What to produce. Copy verbatim the block of lines in the entries below whose first line contains "Box the white" and whose last line contains "Box the ornate". Leave out all other lines.

***

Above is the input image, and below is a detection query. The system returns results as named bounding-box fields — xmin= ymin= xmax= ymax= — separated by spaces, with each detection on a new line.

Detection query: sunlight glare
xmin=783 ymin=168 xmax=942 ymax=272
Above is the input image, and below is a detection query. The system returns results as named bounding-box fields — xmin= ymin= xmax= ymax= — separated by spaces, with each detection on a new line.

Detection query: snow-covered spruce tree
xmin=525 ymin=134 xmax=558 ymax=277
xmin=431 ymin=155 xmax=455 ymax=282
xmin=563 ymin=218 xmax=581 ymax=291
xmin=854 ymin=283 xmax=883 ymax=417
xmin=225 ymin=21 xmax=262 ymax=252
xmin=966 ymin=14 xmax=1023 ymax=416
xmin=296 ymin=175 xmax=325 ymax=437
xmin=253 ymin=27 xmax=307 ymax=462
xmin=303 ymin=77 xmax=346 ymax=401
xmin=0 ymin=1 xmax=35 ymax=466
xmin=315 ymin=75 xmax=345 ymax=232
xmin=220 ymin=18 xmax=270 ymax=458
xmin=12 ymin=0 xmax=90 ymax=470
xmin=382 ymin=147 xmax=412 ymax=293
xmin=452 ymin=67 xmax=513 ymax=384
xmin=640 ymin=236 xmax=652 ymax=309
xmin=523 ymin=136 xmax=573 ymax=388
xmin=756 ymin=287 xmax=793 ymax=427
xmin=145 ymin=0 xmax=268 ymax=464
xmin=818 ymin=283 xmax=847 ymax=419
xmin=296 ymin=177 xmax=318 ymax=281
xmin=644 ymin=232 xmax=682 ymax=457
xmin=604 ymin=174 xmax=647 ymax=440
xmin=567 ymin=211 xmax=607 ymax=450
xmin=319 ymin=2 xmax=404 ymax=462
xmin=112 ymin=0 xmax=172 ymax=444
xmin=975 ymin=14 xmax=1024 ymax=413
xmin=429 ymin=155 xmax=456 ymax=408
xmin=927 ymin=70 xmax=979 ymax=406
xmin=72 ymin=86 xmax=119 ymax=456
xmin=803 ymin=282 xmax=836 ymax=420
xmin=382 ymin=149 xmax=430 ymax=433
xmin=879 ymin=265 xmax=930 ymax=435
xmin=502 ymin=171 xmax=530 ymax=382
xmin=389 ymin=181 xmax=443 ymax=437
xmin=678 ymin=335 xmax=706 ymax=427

***

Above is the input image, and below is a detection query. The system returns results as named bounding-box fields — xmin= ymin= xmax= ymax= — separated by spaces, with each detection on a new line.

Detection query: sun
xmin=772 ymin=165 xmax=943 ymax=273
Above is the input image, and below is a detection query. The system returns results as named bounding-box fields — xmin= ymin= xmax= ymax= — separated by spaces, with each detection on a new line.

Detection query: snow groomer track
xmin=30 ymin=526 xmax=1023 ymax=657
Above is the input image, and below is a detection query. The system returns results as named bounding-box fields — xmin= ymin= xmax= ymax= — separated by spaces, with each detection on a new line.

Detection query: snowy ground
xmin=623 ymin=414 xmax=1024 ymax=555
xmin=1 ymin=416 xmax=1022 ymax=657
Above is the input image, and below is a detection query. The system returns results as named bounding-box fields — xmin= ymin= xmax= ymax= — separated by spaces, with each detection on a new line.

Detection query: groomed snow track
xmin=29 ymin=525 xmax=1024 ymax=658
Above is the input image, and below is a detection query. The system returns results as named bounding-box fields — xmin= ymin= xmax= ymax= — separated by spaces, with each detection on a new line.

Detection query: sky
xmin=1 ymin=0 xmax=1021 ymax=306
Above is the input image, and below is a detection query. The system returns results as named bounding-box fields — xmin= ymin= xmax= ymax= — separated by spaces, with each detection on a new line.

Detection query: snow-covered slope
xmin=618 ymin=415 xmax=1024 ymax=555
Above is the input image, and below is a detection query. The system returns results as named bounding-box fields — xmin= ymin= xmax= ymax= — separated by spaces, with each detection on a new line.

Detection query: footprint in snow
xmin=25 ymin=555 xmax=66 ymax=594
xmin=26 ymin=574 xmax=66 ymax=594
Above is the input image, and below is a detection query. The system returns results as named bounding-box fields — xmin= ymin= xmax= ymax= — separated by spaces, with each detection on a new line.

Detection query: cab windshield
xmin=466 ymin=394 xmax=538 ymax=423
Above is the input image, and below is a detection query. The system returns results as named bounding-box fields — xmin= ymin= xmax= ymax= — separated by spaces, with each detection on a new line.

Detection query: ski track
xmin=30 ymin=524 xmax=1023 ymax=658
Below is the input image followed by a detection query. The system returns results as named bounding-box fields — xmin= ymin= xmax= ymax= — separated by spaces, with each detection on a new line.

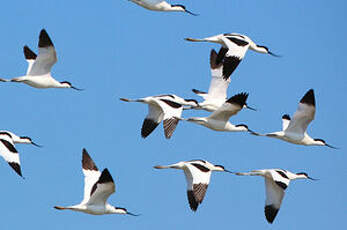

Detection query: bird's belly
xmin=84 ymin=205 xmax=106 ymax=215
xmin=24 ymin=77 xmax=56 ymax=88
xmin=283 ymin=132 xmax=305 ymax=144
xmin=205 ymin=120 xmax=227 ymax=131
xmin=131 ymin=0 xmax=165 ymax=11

***

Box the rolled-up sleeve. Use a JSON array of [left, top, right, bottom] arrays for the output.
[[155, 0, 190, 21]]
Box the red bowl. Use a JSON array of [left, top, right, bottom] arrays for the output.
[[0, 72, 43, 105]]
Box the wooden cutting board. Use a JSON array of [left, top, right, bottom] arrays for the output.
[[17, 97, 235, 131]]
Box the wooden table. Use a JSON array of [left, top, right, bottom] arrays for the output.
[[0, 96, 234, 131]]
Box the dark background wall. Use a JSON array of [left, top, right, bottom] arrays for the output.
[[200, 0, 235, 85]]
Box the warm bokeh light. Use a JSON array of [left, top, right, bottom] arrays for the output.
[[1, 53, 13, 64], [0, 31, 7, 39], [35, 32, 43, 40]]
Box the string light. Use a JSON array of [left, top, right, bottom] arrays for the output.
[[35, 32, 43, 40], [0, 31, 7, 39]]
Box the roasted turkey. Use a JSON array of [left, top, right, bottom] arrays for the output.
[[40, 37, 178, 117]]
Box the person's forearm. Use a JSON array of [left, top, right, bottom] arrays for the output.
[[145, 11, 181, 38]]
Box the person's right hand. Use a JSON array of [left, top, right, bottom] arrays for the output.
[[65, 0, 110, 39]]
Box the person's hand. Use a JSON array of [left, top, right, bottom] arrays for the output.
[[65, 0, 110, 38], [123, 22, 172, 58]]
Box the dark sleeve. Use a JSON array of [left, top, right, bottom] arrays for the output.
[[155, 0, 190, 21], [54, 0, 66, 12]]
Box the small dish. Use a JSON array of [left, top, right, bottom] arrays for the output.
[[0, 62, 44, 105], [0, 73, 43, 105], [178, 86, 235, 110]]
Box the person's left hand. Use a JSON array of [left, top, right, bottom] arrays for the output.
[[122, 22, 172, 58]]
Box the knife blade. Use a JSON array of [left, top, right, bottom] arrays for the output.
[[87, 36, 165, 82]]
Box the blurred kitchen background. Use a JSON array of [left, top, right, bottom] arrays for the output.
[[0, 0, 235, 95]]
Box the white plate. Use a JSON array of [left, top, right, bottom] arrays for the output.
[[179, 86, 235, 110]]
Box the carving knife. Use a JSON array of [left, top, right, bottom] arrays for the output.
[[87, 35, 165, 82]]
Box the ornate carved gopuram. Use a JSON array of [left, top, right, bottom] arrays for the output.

***

Response.
Box the white plate. Use a JSON array of [left, top, right, bottom] arrays for the output.
[[179, 86, 235, 110]]
Box the carving knife. Use a JSON array of [left, top, right, bottom] arrays for the output.
[[87, 35, 165, 82]]
Box the ornate carved gopuram. Use a JSON array of [left, top, right, bottom] arrays for the output.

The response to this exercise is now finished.